**Material for the task:**
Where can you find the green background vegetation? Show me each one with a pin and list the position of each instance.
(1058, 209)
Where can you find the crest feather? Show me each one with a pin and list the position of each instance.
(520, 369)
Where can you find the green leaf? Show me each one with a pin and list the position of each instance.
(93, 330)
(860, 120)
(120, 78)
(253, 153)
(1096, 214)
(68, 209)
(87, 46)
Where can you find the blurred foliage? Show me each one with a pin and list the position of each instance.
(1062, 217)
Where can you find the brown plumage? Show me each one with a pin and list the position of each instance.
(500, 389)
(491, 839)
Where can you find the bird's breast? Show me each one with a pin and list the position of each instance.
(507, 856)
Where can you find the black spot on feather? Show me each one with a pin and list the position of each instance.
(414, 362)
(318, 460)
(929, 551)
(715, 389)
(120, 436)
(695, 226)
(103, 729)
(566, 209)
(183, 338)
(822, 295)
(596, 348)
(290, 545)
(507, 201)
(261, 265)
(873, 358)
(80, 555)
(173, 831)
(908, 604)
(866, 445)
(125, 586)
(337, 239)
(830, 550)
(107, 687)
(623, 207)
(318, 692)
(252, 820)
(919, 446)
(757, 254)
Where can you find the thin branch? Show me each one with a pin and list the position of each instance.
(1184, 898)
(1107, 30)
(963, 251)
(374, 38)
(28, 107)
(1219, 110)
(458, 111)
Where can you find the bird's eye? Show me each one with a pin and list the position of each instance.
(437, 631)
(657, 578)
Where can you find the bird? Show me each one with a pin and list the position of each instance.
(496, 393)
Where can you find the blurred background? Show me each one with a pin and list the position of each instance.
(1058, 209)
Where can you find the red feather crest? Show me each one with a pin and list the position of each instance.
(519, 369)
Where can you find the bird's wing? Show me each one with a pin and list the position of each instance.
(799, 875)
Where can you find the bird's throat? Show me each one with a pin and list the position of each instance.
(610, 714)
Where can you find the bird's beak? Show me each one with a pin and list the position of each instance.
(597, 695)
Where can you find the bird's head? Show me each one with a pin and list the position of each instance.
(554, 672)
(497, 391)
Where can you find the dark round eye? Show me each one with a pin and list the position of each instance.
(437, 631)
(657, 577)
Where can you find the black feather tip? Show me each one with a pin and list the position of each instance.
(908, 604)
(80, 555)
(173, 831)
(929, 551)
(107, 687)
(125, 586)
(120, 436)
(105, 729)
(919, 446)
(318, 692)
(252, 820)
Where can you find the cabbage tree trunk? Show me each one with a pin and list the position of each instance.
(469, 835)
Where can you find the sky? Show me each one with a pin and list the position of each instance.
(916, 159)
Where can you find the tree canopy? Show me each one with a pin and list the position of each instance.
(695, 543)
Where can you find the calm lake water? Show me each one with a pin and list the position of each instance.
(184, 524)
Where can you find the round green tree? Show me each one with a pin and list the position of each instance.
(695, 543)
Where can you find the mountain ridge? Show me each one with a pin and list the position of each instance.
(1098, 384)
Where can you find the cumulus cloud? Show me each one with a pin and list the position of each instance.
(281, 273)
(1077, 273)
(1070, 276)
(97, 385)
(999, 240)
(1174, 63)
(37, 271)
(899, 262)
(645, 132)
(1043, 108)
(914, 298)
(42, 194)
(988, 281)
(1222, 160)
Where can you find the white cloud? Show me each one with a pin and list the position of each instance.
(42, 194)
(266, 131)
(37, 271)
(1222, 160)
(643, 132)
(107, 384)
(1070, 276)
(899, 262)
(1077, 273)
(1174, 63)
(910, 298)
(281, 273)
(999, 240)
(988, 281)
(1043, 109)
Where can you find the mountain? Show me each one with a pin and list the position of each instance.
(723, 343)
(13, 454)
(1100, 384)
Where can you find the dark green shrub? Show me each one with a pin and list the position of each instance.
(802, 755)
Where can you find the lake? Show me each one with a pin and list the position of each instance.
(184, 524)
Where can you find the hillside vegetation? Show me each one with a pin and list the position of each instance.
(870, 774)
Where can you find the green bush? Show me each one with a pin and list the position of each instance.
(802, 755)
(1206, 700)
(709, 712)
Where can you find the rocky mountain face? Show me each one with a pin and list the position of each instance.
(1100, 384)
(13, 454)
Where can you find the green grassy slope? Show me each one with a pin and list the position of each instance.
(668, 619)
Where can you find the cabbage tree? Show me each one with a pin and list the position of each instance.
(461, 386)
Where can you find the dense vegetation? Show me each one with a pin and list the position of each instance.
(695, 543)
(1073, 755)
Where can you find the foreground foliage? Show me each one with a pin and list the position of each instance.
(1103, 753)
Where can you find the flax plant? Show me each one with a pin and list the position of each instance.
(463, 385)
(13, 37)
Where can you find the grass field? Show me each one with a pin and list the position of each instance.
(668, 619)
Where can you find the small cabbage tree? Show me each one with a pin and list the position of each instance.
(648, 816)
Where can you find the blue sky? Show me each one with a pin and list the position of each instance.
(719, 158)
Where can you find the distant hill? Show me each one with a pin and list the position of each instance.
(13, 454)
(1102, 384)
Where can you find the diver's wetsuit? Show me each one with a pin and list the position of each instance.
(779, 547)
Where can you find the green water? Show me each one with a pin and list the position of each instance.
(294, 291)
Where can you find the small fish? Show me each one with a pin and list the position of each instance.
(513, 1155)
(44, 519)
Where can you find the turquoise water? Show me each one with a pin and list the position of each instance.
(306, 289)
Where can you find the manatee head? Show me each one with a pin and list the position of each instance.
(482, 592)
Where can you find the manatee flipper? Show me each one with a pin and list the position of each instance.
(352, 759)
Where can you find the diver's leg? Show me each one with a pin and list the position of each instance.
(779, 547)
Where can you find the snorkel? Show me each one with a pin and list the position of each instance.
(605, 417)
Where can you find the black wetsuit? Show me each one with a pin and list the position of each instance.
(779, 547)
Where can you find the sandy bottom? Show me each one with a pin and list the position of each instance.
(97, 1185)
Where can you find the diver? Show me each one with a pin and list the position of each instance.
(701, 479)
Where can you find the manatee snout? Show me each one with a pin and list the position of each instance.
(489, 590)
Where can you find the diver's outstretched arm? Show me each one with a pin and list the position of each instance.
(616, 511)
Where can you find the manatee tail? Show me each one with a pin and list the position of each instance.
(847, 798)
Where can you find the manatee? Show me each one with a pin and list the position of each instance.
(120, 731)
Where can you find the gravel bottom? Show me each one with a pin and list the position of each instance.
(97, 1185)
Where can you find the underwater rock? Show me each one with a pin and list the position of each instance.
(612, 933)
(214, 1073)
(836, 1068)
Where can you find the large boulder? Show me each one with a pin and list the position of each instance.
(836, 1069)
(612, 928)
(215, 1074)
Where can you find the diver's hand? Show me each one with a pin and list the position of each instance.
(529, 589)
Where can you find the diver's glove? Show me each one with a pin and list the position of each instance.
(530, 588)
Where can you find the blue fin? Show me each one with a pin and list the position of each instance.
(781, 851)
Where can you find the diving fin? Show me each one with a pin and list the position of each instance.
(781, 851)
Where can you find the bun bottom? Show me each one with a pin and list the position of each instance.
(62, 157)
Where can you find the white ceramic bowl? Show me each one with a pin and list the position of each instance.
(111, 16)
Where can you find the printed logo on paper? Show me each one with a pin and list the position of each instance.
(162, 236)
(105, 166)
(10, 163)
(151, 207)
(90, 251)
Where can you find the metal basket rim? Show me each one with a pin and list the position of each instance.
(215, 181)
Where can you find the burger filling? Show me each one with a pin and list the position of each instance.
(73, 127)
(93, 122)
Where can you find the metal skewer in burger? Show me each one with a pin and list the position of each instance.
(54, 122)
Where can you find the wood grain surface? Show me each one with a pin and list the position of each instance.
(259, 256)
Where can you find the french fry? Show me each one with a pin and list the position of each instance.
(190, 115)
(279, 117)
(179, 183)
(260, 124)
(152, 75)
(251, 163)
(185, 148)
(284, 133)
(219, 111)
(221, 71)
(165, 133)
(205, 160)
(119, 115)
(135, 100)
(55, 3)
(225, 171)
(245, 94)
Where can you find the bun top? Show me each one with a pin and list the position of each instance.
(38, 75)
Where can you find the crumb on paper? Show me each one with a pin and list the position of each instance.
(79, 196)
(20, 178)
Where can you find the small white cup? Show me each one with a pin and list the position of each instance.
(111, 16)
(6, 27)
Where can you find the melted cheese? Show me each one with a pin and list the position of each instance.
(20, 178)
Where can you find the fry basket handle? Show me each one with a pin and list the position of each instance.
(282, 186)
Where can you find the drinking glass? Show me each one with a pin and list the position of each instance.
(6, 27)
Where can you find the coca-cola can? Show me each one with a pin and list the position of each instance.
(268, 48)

**Work to complete:**
Repeat precisely the lines of the data starting at the one containing "Where can you find the bun top?", last line included.

**Right answer:**
Where can you find the bun top? Show me each one with a pin and list the position of each instance.
(38, 75)
Where can you find the crumb on paper? Show me each one with a pin and list the position of each instance.
(79, 196)
(20, 178)
Where can you find the small white cup? Show me each one with a pin and list the position of each instance.
(111, 16)
(6, 27)
Where can you find the melted cheese? Show me each one with a pin and list the position of each instance.
(20, 178)
Where can you find the fry basket handle? Show me each one with a pin and list the position of each instance.
(282, 186)
Where can you find the drinking glass? Show me each one with a pin and list the position of each instance.
(6, 27)
Where can you find the coca-cola can? Show me each one with a pin and list the position of each instance.
(268, 48)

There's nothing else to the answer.